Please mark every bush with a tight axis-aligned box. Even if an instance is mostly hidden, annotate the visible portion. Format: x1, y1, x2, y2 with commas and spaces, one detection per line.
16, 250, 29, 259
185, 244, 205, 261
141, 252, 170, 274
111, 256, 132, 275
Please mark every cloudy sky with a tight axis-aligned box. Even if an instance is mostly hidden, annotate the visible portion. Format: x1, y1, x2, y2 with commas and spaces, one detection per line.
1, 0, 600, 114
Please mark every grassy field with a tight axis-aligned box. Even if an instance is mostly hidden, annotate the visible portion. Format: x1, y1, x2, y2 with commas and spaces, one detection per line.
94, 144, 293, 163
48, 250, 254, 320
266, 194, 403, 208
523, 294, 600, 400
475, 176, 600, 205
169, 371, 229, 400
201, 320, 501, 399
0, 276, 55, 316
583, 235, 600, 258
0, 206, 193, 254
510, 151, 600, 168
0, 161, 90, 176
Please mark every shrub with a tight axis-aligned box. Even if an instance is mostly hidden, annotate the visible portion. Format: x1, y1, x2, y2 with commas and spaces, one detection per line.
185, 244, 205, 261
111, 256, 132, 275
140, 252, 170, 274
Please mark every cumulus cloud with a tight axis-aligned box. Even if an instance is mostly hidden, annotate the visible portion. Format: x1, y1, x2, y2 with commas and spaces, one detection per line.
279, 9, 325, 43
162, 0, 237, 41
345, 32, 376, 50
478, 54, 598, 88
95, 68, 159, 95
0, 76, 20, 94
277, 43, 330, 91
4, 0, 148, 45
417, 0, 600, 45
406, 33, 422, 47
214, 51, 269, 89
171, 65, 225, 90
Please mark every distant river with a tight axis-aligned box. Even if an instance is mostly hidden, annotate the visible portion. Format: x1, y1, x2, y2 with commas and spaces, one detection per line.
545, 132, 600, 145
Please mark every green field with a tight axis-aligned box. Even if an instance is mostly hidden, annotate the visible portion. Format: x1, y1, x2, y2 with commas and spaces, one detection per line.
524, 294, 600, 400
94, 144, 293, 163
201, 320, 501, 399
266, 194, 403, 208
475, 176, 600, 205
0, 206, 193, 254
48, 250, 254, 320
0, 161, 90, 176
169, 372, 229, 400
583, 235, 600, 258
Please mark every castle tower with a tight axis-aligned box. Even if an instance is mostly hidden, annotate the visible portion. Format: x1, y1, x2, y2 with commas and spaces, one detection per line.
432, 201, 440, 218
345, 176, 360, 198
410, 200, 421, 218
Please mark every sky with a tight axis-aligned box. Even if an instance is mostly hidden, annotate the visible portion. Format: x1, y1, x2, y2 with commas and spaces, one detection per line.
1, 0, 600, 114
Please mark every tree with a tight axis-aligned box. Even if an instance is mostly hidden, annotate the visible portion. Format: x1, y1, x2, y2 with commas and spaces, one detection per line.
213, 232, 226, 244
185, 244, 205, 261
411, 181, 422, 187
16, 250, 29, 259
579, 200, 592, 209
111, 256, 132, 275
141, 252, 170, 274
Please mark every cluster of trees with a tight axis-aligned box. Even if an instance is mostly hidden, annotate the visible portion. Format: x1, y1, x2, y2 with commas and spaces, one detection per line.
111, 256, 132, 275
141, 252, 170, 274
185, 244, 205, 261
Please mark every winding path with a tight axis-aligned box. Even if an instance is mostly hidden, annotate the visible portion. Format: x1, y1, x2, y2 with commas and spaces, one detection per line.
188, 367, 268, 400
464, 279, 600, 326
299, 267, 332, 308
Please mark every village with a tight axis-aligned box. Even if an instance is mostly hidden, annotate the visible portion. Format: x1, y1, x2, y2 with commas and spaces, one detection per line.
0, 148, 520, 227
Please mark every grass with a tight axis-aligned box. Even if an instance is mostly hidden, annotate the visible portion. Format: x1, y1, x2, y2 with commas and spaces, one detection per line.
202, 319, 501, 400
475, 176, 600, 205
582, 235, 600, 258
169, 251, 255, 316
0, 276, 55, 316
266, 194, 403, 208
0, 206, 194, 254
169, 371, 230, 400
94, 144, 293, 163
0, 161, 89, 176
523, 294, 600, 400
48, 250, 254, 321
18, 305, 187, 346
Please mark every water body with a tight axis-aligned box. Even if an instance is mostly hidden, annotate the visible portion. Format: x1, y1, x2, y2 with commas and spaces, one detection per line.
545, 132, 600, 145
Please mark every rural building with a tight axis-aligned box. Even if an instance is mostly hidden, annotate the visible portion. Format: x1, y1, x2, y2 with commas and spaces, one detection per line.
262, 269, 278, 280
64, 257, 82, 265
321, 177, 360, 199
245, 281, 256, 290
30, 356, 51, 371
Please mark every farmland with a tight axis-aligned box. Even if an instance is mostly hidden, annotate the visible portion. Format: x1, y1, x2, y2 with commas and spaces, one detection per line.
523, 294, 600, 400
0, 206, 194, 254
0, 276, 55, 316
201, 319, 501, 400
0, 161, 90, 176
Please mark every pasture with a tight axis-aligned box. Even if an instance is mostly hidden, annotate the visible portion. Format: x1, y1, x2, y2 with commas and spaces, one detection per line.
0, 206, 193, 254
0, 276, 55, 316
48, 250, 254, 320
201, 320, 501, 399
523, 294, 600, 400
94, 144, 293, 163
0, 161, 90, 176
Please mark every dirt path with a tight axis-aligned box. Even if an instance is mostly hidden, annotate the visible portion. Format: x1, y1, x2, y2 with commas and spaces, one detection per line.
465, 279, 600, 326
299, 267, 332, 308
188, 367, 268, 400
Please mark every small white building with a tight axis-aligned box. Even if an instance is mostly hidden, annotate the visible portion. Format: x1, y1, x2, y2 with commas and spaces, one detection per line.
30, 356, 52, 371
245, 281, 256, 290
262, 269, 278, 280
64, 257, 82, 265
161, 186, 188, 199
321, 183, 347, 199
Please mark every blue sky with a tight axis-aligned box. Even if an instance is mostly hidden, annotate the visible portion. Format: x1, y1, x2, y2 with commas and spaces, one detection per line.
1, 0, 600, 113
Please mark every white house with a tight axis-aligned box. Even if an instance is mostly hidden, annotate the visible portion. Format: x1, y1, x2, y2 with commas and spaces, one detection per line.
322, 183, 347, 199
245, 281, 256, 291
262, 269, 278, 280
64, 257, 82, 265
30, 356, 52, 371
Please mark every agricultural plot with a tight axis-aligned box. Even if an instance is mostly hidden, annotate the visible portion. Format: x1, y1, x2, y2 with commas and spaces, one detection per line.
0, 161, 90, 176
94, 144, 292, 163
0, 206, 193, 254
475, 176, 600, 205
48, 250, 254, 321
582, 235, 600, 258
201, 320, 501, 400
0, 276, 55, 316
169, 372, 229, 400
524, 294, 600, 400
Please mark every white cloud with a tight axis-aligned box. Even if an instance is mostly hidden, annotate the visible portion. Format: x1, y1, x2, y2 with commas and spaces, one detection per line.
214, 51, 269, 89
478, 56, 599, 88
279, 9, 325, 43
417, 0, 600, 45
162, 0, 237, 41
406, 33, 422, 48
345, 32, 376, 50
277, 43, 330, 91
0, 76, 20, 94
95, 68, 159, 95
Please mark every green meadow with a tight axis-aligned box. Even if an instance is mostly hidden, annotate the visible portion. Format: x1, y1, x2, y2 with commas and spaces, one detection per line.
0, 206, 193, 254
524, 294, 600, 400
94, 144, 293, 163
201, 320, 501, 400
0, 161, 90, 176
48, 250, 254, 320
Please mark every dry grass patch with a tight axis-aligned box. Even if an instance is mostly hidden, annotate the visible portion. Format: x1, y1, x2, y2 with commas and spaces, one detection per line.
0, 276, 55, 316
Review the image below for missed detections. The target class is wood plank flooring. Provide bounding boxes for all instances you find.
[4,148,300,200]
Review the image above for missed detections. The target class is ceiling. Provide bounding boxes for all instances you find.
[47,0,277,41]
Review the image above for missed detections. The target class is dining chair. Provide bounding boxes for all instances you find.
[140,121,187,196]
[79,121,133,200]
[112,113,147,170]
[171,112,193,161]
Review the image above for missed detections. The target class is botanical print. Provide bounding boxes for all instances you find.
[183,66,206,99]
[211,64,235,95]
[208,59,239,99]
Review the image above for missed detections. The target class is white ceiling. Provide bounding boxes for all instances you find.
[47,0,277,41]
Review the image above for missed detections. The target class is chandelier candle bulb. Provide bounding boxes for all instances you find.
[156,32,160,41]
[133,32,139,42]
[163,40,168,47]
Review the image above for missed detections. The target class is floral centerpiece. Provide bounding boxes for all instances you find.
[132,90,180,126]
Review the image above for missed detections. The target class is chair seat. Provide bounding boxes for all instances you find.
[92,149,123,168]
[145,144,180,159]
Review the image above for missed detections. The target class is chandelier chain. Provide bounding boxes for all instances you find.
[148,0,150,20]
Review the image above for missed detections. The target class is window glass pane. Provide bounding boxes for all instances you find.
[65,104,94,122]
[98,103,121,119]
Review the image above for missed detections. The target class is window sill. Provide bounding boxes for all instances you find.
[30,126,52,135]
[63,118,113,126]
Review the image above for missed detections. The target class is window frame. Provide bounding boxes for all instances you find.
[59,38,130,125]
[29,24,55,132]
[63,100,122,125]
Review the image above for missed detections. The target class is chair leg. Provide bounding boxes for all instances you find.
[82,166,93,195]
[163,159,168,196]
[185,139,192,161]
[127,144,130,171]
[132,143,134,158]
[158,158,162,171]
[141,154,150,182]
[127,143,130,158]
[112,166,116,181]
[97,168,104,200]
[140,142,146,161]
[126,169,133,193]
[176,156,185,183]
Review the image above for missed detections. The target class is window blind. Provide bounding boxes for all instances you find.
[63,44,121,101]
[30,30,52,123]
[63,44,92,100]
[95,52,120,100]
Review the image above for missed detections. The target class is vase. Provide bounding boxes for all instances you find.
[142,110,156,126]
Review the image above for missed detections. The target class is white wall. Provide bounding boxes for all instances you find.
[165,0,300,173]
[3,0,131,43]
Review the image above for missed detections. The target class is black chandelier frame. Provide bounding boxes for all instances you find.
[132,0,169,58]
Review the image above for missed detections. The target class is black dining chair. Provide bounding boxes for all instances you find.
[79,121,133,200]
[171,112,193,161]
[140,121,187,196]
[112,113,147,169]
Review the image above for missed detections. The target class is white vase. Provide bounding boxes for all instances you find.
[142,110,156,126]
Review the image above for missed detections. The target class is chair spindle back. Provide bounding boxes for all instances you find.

▶ Exercise objective
All lines from the one containing "is white vase." through the final line of the listing above are to be reproduced exactly; include both and add nothing.

▶ Answer section
Review the image above for missed detections. The target class is white vase. Provide bounding boxes for all instances you find.
[142,110,156,126]
Review the image above for missed detections. The target class is chair spindle back. Provide bounding boxes for all instances you find.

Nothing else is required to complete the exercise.